* _WHAT IS EXPECTED_: Render all the entries below as a JSON list of strings, with one string per line and blank lines omitted.

Source records:

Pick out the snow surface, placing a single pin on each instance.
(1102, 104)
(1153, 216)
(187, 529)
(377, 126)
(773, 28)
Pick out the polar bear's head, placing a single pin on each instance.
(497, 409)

* _FULL RESPONSE_:
[
  "Pick out the snow surface, placing a single pin on each instance.",
  "(1102, 104)",
  "(1153, 216)",
  "(187, 529)",
  "(377, 126)",
  "(773, 28)",
  "Pick out the polar bear's head, placing a single pin on each instance.",
  "(497, 409)"
]